Work task: Extract the complete listing and output it unchanged.

Data supplied:
▼▼▼
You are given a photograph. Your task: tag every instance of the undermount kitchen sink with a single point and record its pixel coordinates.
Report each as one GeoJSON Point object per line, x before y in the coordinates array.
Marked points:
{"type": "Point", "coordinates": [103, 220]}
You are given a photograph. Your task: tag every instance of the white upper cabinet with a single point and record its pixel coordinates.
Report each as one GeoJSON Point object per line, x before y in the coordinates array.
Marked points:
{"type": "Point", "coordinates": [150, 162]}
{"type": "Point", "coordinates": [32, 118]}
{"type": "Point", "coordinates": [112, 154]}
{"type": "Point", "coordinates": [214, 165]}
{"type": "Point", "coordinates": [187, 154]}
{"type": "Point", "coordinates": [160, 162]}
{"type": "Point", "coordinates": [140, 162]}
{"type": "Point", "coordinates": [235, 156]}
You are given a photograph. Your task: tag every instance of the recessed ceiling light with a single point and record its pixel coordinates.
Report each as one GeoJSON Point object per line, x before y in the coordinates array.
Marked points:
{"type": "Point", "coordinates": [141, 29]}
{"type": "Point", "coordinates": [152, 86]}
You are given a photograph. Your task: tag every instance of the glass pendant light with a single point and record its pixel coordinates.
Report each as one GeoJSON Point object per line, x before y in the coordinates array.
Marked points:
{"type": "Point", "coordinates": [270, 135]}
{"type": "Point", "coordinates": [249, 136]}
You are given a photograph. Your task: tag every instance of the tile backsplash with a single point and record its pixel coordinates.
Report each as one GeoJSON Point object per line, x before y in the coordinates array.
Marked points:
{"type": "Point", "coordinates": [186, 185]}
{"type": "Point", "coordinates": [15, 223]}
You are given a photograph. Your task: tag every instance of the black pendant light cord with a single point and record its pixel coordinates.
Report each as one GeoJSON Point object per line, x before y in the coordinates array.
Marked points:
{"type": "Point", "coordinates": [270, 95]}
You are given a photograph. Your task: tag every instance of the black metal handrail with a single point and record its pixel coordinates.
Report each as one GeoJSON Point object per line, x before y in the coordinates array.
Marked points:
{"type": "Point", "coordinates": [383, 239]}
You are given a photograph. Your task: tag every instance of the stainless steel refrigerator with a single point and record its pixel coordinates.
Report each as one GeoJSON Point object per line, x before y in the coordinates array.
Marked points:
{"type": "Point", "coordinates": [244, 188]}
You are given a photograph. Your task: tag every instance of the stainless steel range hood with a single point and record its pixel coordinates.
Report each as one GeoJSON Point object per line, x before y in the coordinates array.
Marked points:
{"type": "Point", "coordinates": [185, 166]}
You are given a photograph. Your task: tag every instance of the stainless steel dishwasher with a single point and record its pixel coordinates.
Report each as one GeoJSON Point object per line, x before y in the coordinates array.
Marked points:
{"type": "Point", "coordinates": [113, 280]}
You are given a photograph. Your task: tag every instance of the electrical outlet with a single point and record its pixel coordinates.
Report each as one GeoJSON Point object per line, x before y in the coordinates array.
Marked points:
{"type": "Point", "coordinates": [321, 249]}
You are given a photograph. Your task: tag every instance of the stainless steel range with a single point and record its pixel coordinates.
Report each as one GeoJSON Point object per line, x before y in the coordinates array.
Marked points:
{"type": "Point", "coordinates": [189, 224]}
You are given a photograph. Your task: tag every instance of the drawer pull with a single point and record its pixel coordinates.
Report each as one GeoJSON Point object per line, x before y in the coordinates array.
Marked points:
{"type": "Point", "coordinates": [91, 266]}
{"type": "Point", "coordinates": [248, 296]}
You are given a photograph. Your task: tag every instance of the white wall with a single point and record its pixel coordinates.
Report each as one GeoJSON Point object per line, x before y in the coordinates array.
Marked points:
▲▲▲
Result:
You are given a photograph. Your task: tag every instance of the undermount kitchen sink with a single point and record its pixel coordinates.
Report each as one GeoJSON Point object per line, x before y in the coordinates array.
Marked points:
{"type": "Point", "coordinates": [103, 220]}
You are given a photograph. Your task: tag every instance of the white upper cabinet with a single point and record its pixel coordinates.
Report each as one GeoJSON Point object per line, x before y in the coordinates array.
Marked points:
{"type": "Point", "coordinates": [150, 162]}
{"type": "Point", "coordinates": [32, 118]}
{"type": "Point", "coordinates": [112, 154]}
{"type": "Point", "coordinates": [214, 165]}
{"type": "Point", "coordinates": [187, 154]}
{"type": "Point", "coordinates": [160, 162]}
{"type": "Point", "coordinates": [140, 162]}
{"type": "Point", "coordinates": [235, 156]}
You are given a photograph. Your task: tag every instance of the recessed ceiling light with a single point and record its pixel coordinates.
Report each as one GeoJSON Point object per line, x before y in the coordinates array.
Marked points:
{"type": "Point", "coordinates": [141, 29]}
{"type": "Point", "coordinates": [152, 86]}
You are given a photograph. Your task: tag every instance of the glass pendant light with a single point and record its pixel coordinates.
Report each as one GeoJSON Point object per line, x before y in the coordinates array.
Marked points:
{"type": "Point", "coordinates": [270, 135]}
{"type": "Point", "coordinates": [249, 136]}
You are given a photograph. Your task: tag every instance of the tile backsplash with a single point and record its pixel coordinates.
Report each as one GeoJSON Point object per line, x before y in the coordinates array.
Marked points:
{"type": "Point", "coordinates": [186, 185]}
{"type": "Point", "coordinates": [15, 223]}
You are given a photograph. Your task: tag every instance of the black pendant light cord with a single point and record its pixel coordinates.
Report each as one GeoJSON Point object per line, x before y in the coordinates array.
Marked points:
{"type": "Point", "coordinates": [270, 95]}
You are given a photograph. Your task: tag every instance of the black metal handrail with a single point and record its pixel coordinates.
Report each as one GeoJSON Point object per line, x before y in the coordinates array.
Marked points:
{"type": "Point", "coordinates": [383, 239]}
You are given a photograph. Your task: tag every instance of the stainless steel refrigerator with a single point and record its pixel coordinates.
Report each as one GeoJSON Point object per line, x before y in the coordinates array.
Marked points:
{"type": "Point", "coordinates": [244, 188]}
You are given a photograph. Your task: tag every instance of the stainless steel range hood with a single point and record its pixel coordinates.
Report each as one GeoJSON Point object per line, x before y in the coordinates array.
Marked points:
{"type": "Point", "coordinates": [185, 166]}
You are given a photograph. Your task: tag every instance of the stainless steel dishwasher with a single point and record its pixel coordinates.
Report each as one GeoJSON Point object per line, x before y in the coordinates array.
Marked points:
{"type": "Point", "coordinates": [113, 280]}
You are given a photograph. Your task: tag every instance of the electrical outlet with a single point and record its pixel coordinates.
Report each as one GeoJSON Point object per line, x before y in the coordinates array.
Marked points:
{"type": "Point", "coordinates": [321, 249]}
You are given a photograph. Your task: tag every instance of the stainless steel range with a single point and record its pixel coordinates.
Report each as one GeoJSON Point object per line, x before y in the coordinates array.
Marked points:
{"type": "Point", "coordinates": [189, 224]}
You are given a photograph. Your task: tag every instance of the drawer pull with a single point and record its pixel coordinates.
Report each as one GeoJSON Point object per line, x before y in the coordinates array.
Marked points:
{"type": "Point", "coordinates": [91, 266]}
{"type": "Point", "coordinates": [248, 296]}
You are given a photograph. Your task: tag every instance of the white wall with a single point and record its pixel coordinates.
Report each as one GeoJSON Point object per line, x before y in the coordinates array.
Marked points:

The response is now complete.